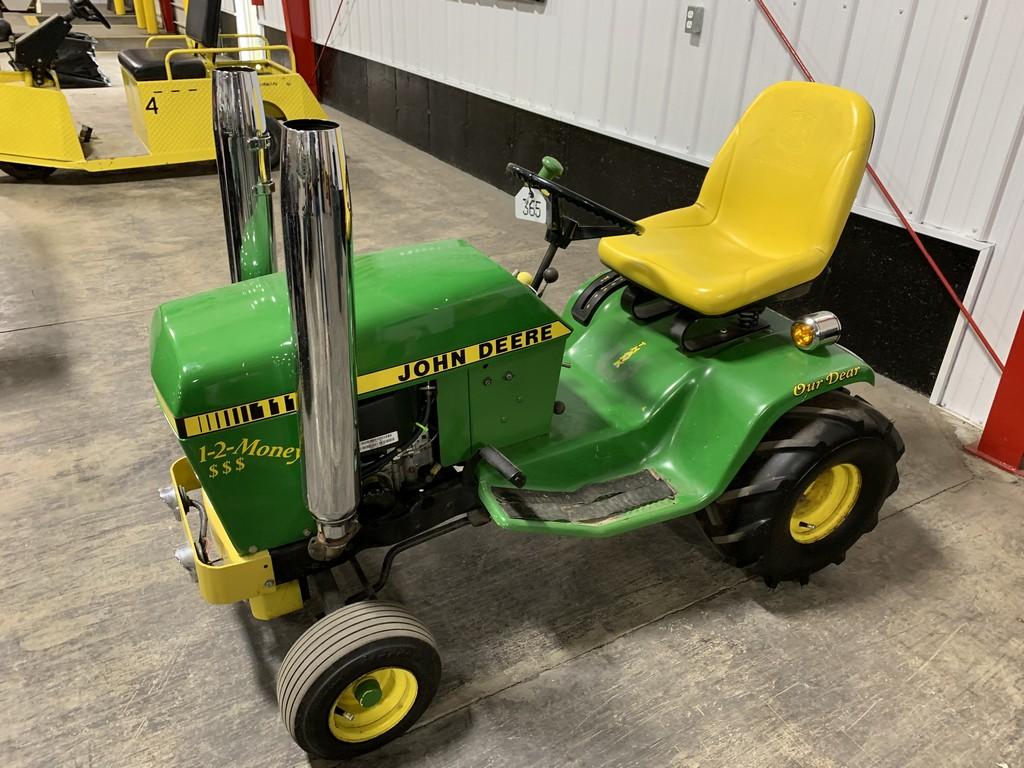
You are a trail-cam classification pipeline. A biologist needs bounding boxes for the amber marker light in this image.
[791,312,842,352]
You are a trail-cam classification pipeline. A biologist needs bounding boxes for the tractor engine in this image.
[357,384,439,509]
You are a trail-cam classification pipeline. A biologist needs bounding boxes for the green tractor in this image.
[152,71,903,760]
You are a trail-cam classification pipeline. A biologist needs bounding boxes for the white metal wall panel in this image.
[273,0,1024,423]
[258,0,285,31]
[930,0,1024,423]
[318,0,1003,233]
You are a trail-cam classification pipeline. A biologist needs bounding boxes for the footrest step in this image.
[493,470,675,524]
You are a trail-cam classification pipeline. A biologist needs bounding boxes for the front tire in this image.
[698,390,904,587]
[0,162,56,181]
[277,601,441,760]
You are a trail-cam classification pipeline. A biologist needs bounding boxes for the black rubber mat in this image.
[494,470,675,524]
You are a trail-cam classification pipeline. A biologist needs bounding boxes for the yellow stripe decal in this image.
[161,320,570,439]
[169,392,299,439]
[355,320,572,395]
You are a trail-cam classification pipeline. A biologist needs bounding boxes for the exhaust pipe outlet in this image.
[280,118,359,561]
[212,66,276,283]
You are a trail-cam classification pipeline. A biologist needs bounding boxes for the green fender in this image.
[478,280,875,537]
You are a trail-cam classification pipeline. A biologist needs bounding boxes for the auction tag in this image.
[514,186,550,225]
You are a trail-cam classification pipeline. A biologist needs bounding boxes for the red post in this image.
[281,0,318,97]
[159,0,176,33]
[968,311,1024,475]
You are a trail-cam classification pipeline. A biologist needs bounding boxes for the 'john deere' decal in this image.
[356,320,572,394]
[160,321,571,440]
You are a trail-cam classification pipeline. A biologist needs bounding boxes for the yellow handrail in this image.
[163,45,297,79]
[146,34,192,48]
[112,0,125,15]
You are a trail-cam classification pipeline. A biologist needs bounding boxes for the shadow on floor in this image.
[0,162,218,187]
[225,507,942,768]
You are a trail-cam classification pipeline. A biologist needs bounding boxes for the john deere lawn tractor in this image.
[152,70,904,759]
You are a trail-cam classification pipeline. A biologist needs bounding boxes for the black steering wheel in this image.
[71,0,111,28]
[506,163,642,235]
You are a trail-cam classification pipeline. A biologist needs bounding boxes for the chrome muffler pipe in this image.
[212,66,275,282]
[280,118,359,561]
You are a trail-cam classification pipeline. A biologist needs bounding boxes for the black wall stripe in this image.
[316,48,978,395]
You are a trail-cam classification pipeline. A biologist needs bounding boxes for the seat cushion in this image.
[599,213,825,317]
[118,48,206,81]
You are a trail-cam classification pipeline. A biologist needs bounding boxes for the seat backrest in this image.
[13,14,70,70]
[698,81,873,258]
[185,0,221,48]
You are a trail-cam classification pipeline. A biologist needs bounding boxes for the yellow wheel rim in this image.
[328,667,418,743]
[789,463,862,544]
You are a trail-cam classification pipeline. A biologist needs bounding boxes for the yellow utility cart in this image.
[0,0,323,179]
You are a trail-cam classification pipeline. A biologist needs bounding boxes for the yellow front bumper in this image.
[169,457,303,620]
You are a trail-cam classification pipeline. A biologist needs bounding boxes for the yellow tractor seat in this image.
[599,81,874,317]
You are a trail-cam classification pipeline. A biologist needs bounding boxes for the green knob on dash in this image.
[538,156,564,181]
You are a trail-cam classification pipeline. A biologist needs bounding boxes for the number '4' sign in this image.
[514,186,549,225]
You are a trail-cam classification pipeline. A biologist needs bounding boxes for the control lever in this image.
[479,445,527,488]
[537,266,559,298]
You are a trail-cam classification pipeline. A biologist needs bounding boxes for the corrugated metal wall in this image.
[255,0,286,32]
[928,0,1024,424]
[247,0,1023,424]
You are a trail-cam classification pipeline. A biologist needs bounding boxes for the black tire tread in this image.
[698,389,903,585]
[277,601,437,741]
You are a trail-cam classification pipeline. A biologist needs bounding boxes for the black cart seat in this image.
[117,48,205,80]
[118,0,219,81]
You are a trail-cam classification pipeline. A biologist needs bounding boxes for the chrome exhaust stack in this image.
[280,119,360,561]
[212,66,276,282]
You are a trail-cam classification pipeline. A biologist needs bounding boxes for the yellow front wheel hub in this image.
[328,667,418,743]
[790,463,862,544]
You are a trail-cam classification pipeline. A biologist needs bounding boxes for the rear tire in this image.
[0,162,56,181]
[697,390,904,587]
[277,601,441,760]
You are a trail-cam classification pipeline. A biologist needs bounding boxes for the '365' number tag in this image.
[514,186,549,225]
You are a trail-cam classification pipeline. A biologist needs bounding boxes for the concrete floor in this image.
[1,104,1023,768]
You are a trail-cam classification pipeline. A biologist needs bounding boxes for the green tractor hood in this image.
[150,239,565,553]
[152,239,561,415]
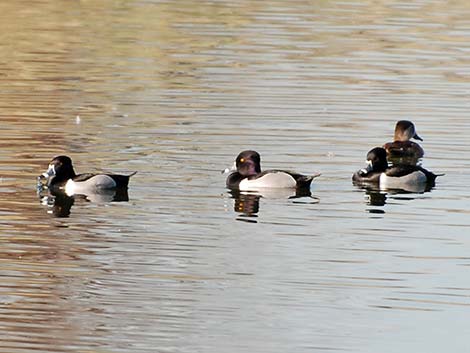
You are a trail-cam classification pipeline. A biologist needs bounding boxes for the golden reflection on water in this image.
[1,0,470,352]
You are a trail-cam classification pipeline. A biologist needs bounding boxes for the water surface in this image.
[1,1,470,352]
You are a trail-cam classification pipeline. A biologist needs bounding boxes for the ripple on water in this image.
[1,0,470,352]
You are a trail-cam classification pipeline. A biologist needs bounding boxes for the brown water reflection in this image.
[1,0,470,352]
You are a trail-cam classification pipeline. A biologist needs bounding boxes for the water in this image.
[1,0,470,352]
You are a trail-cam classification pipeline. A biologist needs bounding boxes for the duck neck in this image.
[239,162,260,176]
[48,167,77,186]
[375,161,388,172]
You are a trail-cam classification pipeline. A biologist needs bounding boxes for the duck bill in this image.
[360,161,373,174]
[413,133,423,141]
[42,164,56,178]
[221,162,236,174]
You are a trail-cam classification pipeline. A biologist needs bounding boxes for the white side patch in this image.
[65,175,117,196]
[380,171,427,191]
[239,172,297,190]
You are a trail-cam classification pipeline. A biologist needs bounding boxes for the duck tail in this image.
[296,172,321,188]
[109,171,137,188]
[423,172,443,185]
[311,172,321,179]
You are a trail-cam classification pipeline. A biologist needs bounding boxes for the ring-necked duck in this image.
[383,120,424,160]
[352,147,440,190]
[41,155,136,196]
[225,150,320,190]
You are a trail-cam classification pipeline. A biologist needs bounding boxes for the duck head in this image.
[363,147,388,173]
[235,150,262,176]
[394,120,423,142]
[42,155,77,186]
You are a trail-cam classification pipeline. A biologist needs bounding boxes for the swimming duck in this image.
[225,150,320,190]
[352,147,440,191]
[383,120,424,161]
[41,155,136,196]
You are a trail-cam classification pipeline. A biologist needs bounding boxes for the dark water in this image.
[1,1,470,352]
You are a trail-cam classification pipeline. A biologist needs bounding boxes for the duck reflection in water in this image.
[359,185,436,214]
[229,188,318,223]
[230,190,260,222]
[39,189,75,218]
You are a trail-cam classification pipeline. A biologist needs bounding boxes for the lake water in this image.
[1,0,470,352]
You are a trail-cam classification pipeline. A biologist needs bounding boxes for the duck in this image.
[41,155,136,196]
[225,150,320,190]
[383,120,424,161]
[352,147,440,191]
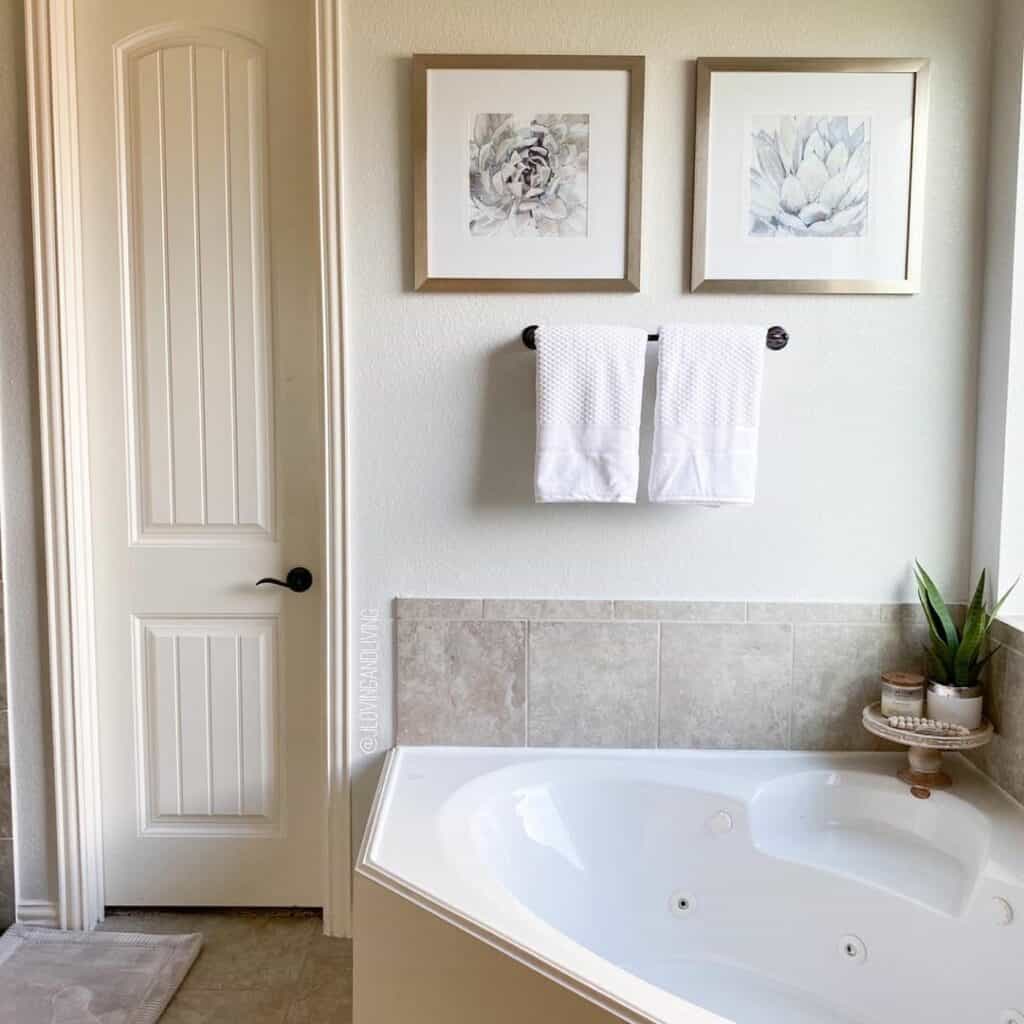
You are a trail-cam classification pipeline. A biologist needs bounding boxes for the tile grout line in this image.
[655,623,662,748]
[524,620,531,748]
[787,620,797,751]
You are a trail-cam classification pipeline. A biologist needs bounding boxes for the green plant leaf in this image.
[969,644,1001,684]
[924,644,949,683]
[917,585,956,680]
[916,583,944,638]
[917,583,955,652]
[955,570,989,684]
[987,575,1021,628]
[914,561,960,650]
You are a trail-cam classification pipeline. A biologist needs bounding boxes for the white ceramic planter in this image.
[926,681,984,731]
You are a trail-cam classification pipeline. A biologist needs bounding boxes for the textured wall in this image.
[342,0,997,837]
[0,0,59,913]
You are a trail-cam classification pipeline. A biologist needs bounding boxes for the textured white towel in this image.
[649,324,765,504]
[535,325,648,502]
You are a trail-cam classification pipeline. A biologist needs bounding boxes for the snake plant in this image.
[914,561,1018,687]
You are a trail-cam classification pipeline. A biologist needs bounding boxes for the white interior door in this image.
[76,0,325,906]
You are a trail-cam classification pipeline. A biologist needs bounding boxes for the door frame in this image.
[23,0,352,935]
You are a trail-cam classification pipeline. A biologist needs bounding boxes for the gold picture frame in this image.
[691,57,931,294]
[412,53,645,292]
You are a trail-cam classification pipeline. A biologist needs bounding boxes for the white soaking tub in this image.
[354,748,1024,1024]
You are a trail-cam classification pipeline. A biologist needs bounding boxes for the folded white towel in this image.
[534,325,648,503]
[648,324,765,505]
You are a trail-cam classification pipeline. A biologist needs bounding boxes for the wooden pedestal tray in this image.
[862,703,993,790]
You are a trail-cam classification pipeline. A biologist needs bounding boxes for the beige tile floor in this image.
[99,909,352,1023]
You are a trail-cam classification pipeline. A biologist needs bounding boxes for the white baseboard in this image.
[17,900,60,928]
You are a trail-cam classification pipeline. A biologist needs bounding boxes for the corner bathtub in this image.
[354,748,1024,1024]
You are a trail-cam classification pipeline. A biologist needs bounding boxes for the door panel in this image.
[77,0,324,907]
[118,28,274,542]
[133,615,280,835]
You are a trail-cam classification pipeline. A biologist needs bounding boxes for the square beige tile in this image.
[791,625,883,751]
[879,620,928,676]
[528,622,658,747]
[659,624,793,749]
[396,620,525,745]
[971,646,1024,803]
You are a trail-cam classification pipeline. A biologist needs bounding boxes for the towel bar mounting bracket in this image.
[521,324,789,351]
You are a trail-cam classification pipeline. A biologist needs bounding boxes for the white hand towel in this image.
[648,324,765,505]
[535,325,648,503]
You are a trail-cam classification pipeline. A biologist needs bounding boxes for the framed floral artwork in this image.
[412,54,645,292]
[691,58,930,293]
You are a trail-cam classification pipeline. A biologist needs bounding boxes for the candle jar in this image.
[880,671,926,718]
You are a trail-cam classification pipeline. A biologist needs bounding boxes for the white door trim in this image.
[314,0,353,939]
[24,0,104,933]
[23,0,352,936]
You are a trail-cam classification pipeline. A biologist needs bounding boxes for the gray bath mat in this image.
[0,924,202,1023]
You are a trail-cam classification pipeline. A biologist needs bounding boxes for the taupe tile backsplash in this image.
[395,598,934,754]
[966,619,1024,806]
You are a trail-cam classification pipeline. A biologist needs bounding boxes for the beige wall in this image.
[342,0,997,837]
[0,0,59,909]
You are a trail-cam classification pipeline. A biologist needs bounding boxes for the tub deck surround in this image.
[356,748,1024,1024]
[394,599,944,752]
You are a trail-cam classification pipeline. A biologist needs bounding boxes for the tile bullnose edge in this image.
[484,599,614,621]
[394,598,484,620]
[748,602,882,624]
[613,600,747,622]
[993,616,1024,655]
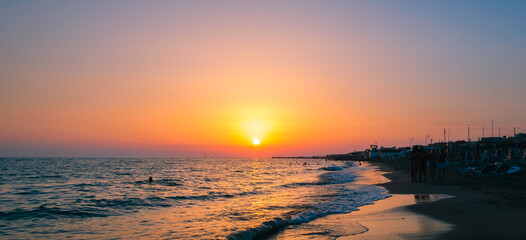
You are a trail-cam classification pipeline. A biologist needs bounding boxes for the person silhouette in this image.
[418,148,428,182]
[410,146,418,182]
[148,176,153,182]
[437,149,446,181]
[429,149,437,180]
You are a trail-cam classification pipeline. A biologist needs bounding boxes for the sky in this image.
[1,0,526,158]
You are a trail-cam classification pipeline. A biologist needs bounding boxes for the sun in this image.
[252,138,261,146]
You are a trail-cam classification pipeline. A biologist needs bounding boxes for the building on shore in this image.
[379,147,405,162]
[368,145,379,160]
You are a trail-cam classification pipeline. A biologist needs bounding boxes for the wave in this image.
[282,162,358,188]
[1,189,266,221]
[0,196,174,220]
[318,170,356,184]
[0,205,110,220]
[227,185,390,240]
[17,175,63,179]
[227,217,291,240]
[166,190,262,201]
[321,166,343,171]
[86,196,172,209]
[14,190,47,195]
[280,171,356,188]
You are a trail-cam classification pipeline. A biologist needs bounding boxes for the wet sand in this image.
[335,164,454,240]
[270,163,453,239]
[338,194,453,240]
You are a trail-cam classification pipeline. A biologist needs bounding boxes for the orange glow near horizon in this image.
[1,2,526,157]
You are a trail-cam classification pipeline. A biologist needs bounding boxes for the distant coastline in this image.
[275,133,526,163]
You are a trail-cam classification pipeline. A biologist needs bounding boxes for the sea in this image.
[0,158,390,239]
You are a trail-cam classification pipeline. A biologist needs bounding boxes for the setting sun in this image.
[2,1,526,239]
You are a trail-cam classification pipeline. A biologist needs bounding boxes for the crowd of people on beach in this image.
[410,146,447,182]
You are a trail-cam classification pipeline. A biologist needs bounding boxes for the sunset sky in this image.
[1,1,526,157]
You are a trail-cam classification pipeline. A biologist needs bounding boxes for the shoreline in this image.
[371,160,526,239]
[270,160,526,239]
[269,162,453,239]
[339,163,454,240]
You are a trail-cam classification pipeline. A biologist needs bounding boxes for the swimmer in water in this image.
[148,176,153,182]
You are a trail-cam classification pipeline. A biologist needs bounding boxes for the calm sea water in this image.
[0,158,389,239]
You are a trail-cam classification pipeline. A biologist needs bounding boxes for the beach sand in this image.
[272,160,526,239]
[339,194,453,240]
[270,194,452,240]
[372,160,526,239]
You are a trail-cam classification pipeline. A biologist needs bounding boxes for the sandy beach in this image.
[271,160,526,239]
[368,160,526,239]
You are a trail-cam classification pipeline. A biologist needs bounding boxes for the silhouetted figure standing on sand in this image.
[429,149,437,180]
[410,146,418,182]
[437,149,446,181]
[417,148,428,182]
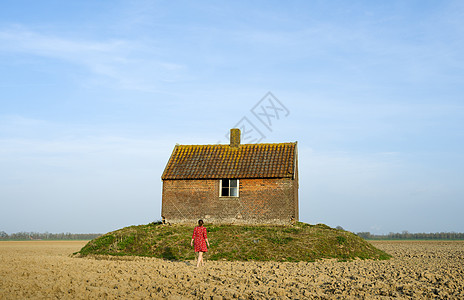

• _Your instructions_
From the line containing "sunset sky in this image." through the final line of the listing above, reproduce every line exactly, with no pictures.

• _Solution for this problem_
You are a trail-cam classification pipeline. A biologist needs bounding boxes for the sunset sky in this image.
[1,1,526,157]
You are a trail-cam classification pipeline. A biologist needs bounding boxes for the shoreline in this image.
[371,160,526,239]
[270,160,526,239]
[269,162,453,239]
[339,163,454,240]
You are a trail-cam classification pipeline. A biologist needs bounding boxes for the swimmer in water in this image.
[148,176,153,182]
You are a trail-cam classification pipeline. A biologist needs bounding boxes for the calm sea water in this image.
[0,158,389,239]
You are a trail-cam classification pipeline. A biologist needs bounding boxes for the beach sand in this image.
[272,160,526,239]
[339,194,453,240]
[270,194,452,240]
[372,160,526,239]
You are a trail-cam classification pipeline. A biologist needs bounding boxes for the sandy beach in this image.
[271,160,526,239]
[368,160,526,239]
You are a trail-cam classification pipeline. A biologist needs bounding boxes for the silhouetted figure standing on sand in this image.
[429,149,437,180]
[410,146,418,182]
[437,149,446,181]
[417,148,428,182]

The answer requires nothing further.